Using the entries below, quote exactly the span of lines that begins with the line containing "Check that every instance of the sea" and ends with the final line.

:: GIVEN DATA ::

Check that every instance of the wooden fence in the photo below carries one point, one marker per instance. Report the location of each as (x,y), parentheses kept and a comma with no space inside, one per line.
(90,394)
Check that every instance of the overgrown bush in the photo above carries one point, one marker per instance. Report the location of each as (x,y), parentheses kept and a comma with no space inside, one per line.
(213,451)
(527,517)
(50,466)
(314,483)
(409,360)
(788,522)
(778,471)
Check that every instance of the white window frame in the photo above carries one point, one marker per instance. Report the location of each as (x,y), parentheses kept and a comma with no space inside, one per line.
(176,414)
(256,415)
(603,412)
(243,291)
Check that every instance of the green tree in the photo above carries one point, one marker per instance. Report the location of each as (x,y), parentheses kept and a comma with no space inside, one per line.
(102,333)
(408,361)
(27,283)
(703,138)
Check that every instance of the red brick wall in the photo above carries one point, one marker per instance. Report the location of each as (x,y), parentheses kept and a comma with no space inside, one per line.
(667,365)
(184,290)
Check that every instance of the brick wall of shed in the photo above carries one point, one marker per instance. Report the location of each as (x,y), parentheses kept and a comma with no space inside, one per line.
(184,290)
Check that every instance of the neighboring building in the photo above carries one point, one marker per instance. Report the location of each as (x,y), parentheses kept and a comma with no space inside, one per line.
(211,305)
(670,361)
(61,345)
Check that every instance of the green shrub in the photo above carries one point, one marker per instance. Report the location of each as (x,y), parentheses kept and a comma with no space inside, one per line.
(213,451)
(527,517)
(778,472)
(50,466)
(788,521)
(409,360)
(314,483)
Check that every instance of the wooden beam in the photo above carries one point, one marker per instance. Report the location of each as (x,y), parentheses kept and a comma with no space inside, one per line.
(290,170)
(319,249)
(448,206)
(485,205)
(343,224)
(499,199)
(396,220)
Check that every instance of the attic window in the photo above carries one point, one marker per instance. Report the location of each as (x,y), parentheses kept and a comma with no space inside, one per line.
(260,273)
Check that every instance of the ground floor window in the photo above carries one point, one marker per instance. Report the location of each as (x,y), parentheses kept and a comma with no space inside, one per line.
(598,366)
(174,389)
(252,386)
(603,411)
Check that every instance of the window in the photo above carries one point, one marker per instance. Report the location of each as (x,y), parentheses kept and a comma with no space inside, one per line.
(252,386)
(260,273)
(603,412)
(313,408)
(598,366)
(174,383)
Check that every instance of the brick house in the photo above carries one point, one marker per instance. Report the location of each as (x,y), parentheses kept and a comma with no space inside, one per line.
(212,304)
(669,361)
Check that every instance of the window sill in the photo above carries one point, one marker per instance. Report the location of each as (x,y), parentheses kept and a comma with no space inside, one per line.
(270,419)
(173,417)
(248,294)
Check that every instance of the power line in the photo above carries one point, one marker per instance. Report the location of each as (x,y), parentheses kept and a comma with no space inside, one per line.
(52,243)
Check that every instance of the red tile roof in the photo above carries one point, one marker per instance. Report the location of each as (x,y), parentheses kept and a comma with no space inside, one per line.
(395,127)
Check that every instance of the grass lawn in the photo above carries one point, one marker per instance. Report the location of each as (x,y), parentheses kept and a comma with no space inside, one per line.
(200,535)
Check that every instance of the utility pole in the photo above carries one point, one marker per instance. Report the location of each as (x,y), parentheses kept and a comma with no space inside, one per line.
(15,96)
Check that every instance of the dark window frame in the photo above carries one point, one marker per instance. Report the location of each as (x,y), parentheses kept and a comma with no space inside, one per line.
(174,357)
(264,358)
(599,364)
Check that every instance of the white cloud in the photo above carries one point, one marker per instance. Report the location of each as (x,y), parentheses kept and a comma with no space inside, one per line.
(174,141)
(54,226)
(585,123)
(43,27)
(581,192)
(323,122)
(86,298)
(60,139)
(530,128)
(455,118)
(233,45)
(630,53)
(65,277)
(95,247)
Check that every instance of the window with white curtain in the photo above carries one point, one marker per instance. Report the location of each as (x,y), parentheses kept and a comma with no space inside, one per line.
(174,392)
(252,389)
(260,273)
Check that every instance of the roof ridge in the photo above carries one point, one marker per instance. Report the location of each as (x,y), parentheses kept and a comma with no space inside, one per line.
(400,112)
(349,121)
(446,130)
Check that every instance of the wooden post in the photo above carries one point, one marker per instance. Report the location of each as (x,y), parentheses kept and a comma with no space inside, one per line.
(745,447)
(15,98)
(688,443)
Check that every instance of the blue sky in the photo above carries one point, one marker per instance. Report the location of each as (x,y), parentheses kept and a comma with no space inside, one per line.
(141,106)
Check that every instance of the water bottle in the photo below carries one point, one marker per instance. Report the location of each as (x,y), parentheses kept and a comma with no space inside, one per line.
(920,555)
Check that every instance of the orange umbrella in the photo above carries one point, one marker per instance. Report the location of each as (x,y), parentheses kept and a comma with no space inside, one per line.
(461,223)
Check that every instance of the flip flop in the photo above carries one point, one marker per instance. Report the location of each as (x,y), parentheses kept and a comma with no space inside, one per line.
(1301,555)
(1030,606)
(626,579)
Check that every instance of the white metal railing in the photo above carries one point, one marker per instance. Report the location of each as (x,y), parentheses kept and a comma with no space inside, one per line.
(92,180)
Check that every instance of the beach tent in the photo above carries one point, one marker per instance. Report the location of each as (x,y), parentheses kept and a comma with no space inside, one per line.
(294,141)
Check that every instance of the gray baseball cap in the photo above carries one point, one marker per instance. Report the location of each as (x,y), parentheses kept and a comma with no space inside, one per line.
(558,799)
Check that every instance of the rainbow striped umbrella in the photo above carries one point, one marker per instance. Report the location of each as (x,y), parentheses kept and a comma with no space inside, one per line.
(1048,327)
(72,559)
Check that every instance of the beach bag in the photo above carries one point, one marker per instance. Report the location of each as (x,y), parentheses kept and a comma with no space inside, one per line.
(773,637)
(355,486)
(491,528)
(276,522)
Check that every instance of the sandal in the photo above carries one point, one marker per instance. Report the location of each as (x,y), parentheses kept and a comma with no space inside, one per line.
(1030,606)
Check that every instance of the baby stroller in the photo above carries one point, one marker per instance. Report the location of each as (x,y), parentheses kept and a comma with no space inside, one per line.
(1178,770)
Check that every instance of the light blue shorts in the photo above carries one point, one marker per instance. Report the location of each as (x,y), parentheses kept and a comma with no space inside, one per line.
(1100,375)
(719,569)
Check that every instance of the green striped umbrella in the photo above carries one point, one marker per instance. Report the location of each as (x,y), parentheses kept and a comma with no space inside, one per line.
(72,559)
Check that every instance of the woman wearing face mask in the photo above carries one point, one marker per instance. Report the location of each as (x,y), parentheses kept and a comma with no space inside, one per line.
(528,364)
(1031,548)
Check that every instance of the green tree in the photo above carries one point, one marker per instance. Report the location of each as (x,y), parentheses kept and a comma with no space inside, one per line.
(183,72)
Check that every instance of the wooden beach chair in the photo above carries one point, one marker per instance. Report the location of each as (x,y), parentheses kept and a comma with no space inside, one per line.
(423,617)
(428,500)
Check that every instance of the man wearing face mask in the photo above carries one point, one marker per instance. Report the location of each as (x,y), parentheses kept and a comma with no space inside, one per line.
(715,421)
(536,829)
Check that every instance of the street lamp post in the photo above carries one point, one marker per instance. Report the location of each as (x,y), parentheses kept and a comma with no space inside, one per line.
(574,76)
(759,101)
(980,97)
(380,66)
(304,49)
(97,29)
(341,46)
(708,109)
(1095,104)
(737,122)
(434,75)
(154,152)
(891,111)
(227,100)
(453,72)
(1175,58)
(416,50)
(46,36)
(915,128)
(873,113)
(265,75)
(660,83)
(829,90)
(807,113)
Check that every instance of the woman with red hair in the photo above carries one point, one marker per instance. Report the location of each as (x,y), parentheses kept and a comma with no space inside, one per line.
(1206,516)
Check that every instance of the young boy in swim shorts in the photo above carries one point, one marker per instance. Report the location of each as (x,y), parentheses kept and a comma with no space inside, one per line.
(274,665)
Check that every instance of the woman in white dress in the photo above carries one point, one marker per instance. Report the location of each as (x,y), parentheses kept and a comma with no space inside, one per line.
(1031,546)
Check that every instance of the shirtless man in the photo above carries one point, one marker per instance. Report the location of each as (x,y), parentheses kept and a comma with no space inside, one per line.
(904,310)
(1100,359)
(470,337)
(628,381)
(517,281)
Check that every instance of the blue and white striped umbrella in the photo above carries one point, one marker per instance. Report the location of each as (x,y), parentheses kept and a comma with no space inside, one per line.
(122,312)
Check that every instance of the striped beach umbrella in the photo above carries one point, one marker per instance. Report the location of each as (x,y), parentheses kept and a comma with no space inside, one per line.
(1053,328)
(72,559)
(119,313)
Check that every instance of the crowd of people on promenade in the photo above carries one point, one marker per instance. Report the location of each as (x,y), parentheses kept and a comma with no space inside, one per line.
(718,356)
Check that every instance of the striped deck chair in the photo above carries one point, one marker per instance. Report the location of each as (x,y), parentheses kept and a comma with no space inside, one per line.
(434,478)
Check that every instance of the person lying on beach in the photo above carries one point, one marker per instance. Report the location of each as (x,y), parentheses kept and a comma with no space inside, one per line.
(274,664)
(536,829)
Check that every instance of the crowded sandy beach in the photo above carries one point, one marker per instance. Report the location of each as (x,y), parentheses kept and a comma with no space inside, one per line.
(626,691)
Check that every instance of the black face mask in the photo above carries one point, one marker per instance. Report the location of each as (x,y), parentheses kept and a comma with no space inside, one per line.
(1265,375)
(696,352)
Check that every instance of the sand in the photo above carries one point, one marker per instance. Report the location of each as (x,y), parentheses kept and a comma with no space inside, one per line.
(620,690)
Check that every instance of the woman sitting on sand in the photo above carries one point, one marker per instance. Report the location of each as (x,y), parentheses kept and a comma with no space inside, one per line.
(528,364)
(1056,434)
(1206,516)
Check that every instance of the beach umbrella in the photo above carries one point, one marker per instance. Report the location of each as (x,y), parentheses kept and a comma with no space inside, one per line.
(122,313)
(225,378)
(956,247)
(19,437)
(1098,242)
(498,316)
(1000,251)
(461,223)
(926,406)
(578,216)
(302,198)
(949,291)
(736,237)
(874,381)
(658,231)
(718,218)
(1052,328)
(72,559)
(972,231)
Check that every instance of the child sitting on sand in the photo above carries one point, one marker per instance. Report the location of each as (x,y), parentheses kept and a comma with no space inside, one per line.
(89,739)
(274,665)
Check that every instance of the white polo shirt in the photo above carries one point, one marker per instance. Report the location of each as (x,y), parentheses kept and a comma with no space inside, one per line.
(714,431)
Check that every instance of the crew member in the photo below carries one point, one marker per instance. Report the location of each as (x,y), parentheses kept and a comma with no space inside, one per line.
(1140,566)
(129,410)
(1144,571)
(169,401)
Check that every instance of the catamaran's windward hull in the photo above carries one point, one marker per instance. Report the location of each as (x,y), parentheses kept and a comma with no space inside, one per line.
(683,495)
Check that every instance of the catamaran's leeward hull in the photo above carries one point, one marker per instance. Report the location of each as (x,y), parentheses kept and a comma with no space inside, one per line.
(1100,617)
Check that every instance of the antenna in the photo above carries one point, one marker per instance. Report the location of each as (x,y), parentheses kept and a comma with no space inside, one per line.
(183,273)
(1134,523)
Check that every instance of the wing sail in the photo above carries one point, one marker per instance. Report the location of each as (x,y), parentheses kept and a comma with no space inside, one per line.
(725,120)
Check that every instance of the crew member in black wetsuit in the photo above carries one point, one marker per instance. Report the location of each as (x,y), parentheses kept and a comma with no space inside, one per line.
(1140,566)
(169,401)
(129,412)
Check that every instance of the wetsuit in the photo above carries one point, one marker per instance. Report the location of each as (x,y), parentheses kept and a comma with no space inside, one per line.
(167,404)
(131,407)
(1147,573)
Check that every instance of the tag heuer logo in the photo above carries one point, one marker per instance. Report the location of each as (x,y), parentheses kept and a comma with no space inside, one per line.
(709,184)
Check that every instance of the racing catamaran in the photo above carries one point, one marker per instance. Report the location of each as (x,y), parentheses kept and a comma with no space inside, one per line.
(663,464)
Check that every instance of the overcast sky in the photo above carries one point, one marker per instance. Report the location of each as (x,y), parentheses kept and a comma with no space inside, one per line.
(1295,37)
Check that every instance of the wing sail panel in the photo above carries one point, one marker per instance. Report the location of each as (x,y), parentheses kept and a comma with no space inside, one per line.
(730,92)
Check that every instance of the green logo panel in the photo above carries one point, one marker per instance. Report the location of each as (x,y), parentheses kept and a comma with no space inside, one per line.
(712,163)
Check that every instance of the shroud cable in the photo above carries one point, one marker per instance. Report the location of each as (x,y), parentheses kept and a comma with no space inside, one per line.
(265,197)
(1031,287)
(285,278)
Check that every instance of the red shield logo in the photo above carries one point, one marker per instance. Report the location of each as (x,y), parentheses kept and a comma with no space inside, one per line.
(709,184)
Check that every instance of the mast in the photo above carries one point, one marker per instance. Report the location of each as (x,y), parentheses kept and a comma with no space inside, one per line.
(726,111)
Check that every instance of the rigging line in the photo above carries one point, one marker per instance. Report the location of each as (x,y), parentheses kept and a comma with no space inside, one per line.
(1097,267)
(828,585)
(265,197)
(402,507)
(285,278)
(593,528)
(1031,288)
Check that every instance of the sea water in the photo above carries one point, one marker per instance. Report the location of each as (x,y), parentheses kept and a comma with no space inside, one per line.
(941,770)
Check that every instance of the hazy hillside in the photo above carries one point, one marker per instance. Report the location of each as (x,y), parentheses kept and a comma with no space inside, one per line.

:::

**ANSWER TO THE TASK**
Check that every instance of the sea water in the photo above carries one point, one marker per instance. Report the location of each as (x,y), parentheses kept and a comma with no space inside, one per line.
(941,770)
Check that every instance of the hazy hillside in the photo above carries one point, one marker per instance. Report the location of each as (x,y), parentheses kept and a comma with no space inside, one per line.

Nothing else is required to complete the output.